__Supplied text__.
So now that we know what we're looking at with our curMinLen line, what we do next? This is where we perform step 1 of the slide, which will require two steps. First, remove the first element from our current sum; second, move our left pointer one position forward. Here's the mental model:
// start of while loop
[1, 1, 1, 1, 2, 2, 4]
L R
[1+ 1+ 1+ 1] = 4 // sum
// reduce window from left
[1, 1, 1, 1, 2, 2, 4]
L R
[1+ 1+ 1] = 3 // sum reduced by previous val. at L
The way we'll write these two steps in our code is as follows:
// ...previous code
while (sum >= target) {
curMinLen = Math.min(curMinLen, right - left + 1)
sum = sum - nums[left] // 1. reduce sum
left++ // 2. move left pointer up
}
Logic Step 4: Slide to the Right
You may not have realized it right away, but when we reduced our
sum , it fell below the value of the target . If our sum is less than the target, then we no longer meet the condition for staying inside the while loop, which means we're back into the previous context, the for loop. And what do for loops do at the end of each cycle? They increment counters. In our case, that counter is the right pointer of our window. This is how we slide the window open. We perform the inverse of the steps we took to close the window from the left, by first moving the pointer, and then adding its value to our sum :
for (let right = 0; right < nums.length; right++) {
// ^ 1. Move pointer
sum = sum + nums[right] // 2. Add new val to sum
// ...subsequent code
}
};
Since we've also just completed one full cycle, let's check in with the mental model to see where we go next:
[1, 1, 1, 1, 2, 2, 4]
L R
1+ 1+ 1+ 2 = 5 // current sum
// prev curMinLen = 4
// length of cur window = 4
Now that our window includes the new value at right , the sum once again satisfies the condition to enter the while loop. We go through the same series of steps: first comparing the previous curMinLen to the length of our current window (remains the same at 4), next removing the value at the left pointer from our sum, and then moving that left pointer forward one array position.
[1, 1, 1, 1, 2, 2, 4]
L R
1+ 1+ 2 = 4 // current sum
But what's this? Our sum still hasn't gone below the target value of 4! This means we repeat the steps contained within the while loop, without incrementing the right pointer. This is the mechanism that allows us to shrink the window - we close it from one side without necessarily having to open it more on the othe. Let's revisit our mental model again to see what's happening here:
// sum = 4, equal target -> continue inside while loop
[1, 1, 1, 1, 2, 2, 4]
L R // new curMinLen of 3!

__Objectives__.
1) In the sliding-window walkthrough, which loop increments the right pointer at the end of each cycle?
2) Write a continuation of the sliding-window walkthrough, beginning right after its final line.
The lines after this point have no connection to the sliding-window walkthrough.

__Stored data__.
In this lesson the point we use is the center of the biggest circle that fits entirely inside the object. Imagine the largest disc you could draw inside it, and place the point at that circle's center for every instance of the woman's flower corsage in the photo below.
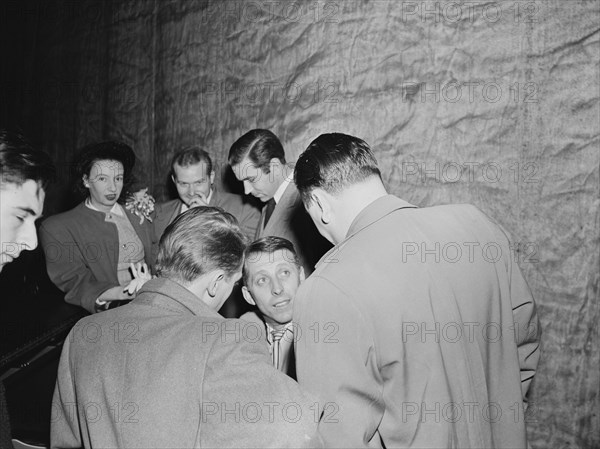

__Expected results__.
1) The for loop increments the right pointer.

2)
(reduce sum, move left pointer)
// sum = 3, less than target -> break out of while loop
[1, 1, 1, 1, 2, 2, 4]
L->L R
// continue back into for loop...
Logic Step 5: Modeling the Window
At this point, we don't have much more to add to the code, and we're really just understanding what's happening during each iteration of each loop, so it's really about the mental modeling from here until the final step. The remaining steps can be visualized thusly:
// back in for loop...
(move right pointer forward, add new val to sum)
[1, 1, 1,[1, 2, 2], 4]
L R->R
// sum = 5 -> enter while loop
(compare lengths, reduce sum, move left pointer)
[1, 1, 1, 1,[2, 2], 4]
L->L R
// sum = 4 -> continue inside while loop
(compare lengths, // new curMinLen of 2!
reduce sum, move left pointer)
[1, 1, 1, 1, 2, [2], 4]
L->L R // same index, sum is 2
// sum = 2 -> less than target, break out of while loop
// back in for loop...
(move right pointer forward, add new val to sum)
[1, 1, 1, 1, 2,[2, 4]]
L R->R
// sum = 6 -> enter while loop
(compare lengths, reduce sum, move left pointer)
[1, 1, 1, 1, 2, 2,[4]]
L->LR
// sum = 4 -> continue while loop
(compare lengths, // new curMinLen of 1!
reduce sum, move left pointer)
// sum = 0 -> less than target, break out of while loop
// continue back into for loop for finale...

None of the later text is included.